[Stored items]
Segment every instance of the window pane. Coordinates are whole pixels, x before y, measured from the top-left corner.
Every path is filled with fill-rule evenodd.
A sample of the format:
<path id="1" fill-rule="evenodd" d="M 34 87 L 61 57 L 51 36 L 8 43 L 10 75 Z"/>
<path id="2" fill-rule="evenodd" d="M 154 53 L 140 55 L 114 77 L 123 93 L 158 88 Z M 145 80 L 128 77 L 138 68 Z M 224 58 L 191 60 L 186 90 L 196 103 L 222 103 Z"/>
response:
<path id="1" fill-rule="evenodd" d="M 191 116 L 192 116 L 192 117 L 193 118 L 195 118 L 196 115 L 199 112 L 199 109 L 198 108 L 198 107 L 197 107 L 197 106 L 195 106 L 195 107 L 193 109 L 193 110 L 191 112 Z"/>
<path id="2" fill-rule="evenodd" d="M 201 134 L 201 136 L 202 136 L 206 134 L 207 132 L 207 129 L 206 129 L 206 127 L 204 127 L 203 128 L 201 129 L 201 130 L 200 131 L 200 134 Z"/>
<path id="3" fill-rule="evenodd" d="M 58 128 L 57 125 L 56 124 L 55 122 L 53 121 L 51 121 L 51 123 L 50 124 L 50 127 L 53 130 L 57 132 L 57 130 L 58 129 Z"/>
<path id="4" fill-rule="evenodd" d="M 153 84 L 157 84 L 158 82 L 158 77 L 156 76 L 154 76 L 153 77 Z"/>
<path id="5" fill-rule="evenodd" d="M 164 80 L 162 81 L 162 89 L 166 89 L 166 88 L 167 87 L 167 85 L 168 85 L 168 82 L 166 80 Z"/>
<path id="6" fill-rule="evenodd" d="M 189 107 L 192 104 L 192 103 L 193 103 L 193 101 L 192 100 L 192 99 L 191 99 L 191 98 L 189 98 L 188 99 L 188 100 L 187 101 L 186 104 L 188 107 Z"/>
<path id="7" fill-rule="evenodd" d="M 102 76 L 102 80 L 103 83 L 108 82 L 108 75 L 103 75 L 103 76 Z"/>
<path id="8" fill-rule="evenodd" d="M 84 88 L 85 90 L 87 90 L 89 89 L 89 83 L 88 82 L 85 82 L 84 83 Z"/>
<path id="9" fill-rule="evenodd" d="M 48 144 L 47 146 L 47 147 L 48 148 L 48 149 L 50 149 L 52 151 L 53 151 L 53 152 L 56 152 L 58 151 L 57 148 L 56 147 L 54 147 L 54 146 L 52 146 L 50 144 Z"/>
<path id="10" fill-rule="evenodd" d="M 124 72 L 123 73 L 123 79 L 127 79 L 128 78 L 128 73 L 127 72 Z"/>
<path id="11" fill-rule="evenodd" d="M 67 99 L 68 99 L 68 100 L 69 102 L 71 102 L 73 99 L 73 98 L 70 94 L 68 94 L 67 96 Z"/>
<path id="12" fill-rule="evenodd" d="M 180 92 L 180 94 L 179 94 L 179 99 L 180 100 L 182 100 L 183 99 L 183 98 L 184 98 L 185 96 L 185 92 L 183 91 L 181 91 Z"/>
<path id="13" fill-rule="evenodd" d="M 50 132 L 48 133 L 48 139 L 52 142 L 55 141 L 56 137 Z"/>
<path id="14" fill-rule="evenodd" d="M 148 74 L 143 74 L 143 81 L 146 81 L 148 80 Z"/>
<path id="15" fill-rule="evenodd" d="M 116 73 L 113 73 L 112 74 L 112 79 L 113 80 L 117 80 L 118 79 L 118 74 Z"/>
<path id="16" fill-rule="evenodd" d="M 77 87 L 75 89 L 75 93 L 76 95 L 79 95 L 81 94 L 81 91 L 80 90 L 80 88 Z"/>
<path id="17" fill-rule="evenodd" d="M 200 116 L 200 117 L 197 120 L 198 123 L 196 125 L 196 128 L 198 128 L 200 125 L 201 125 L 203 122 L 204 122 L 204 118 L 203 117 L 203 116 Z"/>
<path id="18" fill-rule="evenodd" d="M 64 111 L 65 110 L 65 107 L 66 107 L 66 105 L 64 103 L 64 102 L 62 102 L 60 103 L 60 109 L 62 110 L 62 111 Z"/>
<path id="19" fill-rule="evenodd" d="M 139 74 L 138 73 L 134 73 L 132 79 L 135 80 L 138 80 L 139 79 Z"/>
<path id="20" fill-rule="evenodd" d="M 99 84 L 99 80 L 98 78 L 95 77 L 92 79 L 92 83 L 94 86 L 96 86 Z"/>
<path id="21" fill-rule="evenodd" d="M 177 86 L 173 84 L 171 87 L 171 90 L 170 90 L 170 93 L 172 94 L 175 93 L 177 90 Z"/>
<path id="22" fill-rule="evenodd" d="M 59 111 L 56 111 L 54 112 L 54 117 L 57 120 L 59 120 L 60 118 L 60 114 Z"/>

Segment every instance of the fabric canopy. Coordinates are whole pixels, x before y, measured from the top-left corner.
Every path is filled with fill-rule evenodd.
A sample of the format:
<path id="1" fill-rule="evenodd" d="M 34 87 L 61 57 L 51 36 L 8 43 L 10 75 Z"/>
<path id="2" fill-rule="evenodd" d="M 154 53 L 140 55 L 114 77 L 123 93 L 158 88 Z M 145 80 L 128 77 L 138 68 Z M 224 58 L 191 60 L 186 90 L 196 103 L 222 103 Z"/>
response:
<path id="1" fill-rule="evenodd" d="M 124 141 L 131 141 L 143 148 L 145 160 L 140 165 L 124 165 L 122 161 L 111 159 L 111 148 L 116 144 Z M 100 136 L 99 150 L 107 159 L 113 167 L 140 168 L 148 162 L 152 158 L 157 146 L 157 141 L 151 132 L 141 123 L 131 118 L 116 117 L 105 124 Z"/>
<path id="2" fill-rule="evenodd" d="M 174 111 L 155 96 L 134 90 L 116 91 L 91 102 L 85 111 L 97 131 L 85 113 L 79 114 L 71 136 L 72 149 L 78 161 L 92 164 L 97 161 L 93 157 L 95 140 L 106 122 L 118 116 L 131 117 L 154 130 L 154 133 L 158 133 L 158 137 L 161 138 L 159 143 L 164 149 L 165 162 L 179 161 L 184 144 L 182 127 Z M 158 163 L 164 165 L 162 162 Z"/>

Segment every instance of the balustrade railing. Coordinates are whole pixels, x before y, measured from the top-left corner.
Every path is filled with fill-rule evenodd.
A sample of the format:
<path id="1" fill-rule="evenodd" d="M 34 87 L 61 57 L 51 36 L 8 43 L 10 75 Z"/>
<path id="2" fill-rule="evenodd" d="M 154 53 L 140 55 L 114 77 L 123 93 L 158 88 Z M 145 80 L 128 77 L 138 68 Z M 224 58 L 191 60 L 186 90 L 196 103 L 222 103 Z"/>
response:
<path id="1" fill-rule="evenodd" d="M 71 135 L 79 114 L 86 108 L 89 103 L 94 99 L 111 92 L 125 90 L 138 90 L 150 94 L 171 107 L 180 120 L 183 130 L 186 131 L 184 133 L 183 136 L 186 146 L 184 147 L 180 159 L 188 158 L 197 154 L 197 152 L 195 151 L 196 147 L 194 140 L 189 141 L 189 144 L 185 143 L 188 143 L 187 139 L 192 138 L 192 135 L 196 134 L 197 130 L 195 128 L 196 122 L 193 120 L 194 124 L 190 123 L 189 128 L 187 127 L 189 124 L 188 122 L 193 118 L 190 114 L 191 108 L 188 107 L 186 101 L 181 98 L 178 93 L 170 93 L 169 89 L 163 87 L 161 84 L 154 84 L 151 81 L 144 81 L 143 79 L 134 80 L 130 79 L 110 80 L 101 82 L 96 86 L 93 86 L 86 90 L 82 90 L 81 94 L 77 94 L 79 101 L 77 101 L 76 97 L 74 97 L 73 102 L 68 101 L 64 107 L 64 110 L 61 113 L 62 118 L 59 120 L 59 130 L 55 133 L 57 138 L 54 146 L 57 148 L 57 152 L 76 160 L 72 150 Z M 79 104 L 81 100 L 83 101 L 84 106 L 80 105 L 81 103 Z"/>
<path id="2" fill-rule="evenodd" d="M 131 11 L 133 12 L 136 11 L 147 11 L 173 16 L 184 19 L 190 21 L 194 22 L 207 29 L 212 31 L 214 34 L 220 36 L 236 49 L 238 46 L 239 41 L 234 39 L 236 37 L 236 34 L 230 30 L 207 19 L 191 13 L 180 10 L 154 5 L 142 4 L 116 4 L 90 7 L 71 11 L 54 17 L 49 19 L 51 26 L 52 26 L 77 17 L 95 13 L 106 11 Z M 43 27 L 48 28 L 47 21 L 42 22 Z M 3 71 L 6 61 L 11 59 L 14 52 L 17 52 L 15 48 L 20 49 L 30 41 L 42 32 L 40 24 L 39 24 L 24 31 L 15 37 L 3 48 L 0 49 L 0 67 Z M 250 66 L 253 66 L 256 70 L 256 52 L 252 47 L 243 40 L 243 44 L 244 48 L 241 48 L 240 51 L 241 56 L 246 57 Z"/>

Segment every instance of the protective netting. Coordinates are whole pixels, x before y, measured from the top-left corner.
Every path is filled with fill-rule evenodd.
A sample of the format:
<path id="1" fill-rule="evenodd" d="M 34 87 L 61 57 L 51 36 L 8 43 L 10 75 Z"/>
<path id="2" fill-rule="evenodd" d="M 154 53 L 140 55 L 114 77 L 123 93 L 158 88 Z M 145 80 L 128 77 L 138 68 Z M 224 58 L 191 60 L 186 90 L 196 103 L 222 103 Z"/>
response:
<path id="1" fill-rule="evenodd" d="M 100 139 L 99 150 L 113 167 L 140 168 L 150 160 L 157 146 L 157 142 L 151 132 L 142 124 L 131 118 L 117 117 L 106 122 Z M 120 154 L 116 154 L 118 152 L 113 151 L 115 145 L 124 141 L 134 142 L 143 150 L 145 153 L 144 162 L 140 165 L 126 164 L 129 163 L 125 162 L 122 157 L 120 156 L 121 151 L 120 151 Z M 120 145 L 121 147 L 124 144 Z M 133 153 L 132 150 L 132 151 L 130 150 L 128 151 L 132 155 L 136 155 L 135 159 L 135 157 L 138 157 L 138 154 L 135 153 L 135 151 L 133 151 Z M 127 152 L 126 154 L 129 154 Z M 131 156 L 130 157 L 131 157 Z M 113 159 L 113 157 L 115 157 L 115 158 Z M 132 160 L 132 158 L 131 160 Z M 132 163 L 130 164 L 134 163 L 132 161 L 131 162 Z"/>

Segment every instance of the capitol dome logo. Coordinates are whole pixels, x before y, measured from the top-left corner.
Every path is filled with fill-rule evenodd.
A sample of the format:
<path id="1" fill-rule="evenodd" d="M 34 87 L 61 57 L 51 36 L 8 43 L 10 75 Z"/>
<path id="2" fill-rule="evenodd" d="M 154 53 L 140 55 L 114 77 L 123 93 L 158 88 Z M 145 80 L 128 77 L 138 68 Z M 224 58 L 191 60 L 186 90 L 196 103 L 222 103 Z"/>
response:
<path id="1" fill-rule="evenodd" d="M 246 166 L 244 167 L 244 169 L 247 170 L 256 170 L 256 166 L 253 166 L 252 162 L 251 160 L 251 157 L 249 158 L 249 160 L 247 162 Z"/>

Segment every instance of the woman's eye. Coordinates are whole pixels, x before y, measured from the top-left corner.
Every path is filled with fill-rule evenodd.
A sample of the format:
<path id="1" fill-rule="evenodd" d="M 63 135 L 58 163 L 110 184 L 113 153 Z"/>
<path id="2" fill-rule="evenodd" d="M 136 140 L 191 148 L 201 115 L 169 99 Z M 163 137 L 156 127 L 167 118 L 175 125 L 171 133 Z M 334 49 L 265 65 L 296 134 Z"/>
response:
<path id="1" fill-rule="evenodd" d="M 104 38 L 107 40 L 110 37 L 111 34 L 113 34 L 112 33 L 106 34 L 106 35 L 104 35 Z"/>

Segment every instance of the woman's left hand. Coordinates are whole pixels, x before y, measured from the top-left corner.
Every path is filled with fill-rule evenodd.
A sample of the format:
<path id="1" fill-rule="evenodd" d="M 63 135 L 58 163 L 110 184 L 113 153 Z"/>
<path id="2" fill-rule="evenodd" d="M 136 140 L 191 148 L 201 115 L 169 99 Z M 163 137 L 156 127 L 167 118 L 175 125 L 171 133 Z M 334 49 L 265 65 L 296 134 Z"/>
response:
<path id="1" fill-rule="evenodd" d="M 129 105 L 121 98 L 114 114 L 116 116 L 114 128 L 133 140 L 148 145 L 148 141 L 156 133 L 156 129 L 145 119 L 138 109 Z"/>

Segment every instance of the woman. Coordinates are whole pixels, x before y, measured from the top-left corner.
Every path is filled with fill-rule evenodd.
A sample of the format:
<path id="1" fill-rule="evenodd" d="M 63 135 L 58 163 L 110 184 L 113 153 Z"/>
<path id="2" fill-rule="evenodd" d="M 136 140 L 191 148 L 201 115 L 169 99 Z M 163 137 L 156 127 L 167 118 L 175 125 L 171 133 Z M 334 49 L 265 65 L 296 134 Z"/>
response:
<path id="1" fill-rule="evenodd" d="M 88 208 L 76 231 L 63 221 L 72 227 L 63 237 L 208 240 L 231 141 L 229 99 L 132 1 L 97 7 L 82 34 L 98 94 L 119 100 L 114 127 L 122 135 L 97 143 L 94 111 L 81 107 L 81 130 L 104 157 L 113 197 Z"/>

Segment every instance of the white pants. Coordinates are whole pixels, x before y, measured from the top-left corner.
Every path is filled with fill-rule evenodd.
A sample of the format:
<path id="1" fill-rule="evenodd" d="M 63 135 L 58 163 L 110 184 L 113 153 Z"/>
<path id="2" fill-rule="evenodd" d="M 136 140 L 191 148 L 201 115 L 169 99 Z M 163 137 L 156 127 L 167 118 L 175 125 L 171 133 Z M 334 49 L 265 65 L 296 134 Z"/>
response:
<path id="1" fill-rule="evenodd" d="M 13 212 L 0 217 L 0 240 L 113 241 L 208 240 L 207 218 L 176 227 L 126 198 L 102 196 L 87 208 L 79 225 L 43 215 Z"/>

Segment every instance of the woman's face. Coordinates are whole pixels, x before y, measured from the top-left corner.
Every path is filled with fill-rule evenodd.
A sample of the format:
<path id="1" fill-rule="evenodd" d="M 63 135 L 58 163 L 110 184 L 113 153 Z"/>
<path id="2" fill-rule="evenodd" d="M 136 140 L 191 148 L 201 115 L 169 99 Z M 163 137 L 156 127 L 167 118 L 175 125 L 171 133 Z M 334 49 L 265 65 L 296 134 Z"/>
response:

### WHAT IS ASKED
Copy the stretch of the records from the line containing "Segment every instance of the woman's left" through the line containing "129 105 L 121", swapping "left hand" for "right hand" and leaving everything else unchanged.

### TASK OUTPUT
Segment every instance of the woman's right hand. Coordinates are whole pixels, x before y, measured from the top-left corner.
Every path is filled with fill-rule evenodd.
A sample of the format:
<path id="1" fill-rule="evenodd" d="M 63 135 L 58 163 L 110 184 L 113 153 Z"/>
<path id="2" fill-rule="evenodd" d="M 136 140 L 191 148 L 201 115 L 169 99 Z M 163 137 L 156 127 L 167 118 L 175 125 L 171 133 Z M 334 49 L 265 65 L 296 134 Z"/>
response:
<path id="1" fill-rule="evenodd" d="M 129 105 L 121 98 L 114 114 L 116 116 L 114 128 L 133 140 L 148 145 L 148 141 L 156 133 L 156 129 L 145 119 L 138 109 Z"/>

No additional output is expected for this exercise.